What you are asked to do> Extract every line of the records that contains the string "branch", copying each line in full.

[Pointing dataset excerpts]
>> START

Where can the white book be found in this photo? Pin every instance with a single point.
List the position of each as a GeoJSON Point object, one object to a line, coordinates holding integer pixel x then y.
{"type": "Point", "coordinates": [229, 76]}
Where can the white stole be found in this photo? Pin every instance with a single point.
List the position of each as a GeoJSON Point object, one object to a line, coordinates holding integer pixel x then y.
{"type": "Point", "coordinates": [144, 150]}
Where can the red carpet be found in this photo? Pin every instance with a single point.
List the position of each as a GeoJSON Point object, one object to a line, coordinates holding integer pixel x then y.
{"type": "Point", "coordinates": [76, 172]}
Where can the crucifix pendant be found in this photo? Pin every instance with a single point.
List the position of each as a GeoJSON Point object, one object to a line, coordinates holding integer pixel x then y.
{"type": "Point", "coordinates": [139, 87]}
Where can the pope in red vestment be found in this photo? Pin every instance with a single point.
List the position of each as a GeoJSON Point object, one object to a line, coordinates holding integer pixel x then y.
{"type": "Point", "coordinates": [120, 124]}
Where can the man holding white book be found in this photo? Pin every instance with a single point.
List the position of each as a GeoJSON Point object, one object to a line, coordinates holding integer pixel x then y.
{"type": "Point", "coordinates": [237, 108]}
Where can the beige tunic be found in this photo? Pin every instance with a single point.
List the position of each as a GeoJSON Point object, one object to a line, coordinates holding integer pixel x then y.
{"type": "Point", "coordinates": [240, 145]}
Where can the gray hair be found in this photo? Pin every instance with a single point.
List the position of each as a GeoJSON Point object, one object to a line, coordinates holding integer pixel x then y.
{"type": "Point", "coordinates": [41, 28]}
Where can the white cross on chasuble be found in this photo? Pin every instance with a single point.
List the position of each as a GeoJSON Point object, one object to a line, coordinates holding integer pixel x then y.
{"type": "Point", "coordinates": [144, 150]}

>> END
>> START

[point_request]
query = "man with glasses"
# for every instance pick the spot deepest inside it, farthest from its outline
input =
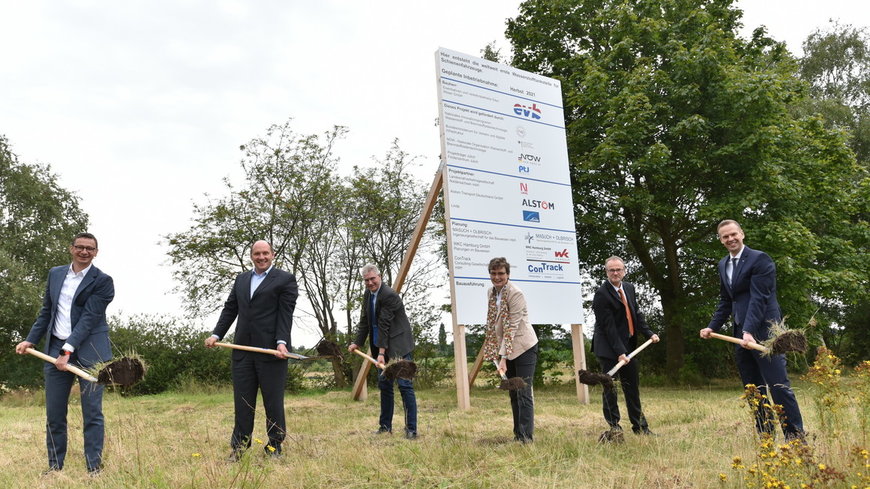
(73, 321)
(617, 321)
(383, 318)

>> END
>> START

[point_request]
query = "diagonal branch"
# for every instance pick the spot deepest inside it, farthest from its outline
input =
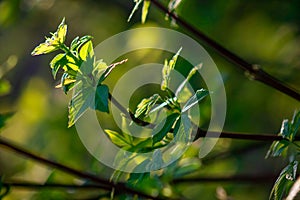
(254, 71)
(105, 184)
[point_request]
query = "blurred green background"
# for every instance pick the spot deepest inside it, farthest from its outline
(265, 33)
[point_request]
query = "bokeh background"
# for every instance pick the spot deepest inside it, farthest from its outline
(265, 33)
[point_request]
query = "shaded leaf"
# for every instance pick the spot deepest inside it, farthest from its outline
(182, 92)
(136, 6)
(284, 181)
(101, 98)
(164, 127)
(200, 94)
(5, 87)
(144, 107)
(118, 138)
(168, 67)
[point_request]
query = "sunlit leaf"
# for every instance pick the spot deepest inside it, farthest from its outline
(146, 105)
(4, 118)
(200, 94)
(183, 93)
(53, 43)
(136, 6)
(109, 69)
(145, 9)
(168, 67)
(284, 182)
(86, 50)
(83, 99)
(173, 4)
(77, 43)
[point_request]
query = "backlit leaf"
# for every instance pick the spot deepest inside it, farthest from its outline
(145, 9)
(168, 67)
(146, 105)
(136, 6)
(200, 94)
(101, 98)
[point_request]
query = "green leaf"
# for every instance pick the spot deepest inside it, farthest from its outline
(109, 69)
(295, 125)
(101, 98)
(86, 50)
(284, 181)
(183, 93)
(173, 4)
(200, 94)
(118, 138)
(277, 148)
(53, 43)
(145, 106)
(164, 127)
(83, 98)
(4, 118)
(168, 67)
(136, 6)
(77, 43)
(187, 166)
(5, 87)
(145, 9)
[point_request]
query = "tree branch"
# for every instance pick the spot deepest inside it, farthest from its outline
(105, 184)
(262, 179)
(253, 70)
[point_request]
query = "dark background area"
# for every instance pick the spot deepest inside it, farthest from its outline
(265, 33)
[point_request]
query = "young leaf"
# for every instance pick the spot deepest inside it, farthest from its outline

>> END

Worked solution>
query = "diagonal branch"
query = "tree branch"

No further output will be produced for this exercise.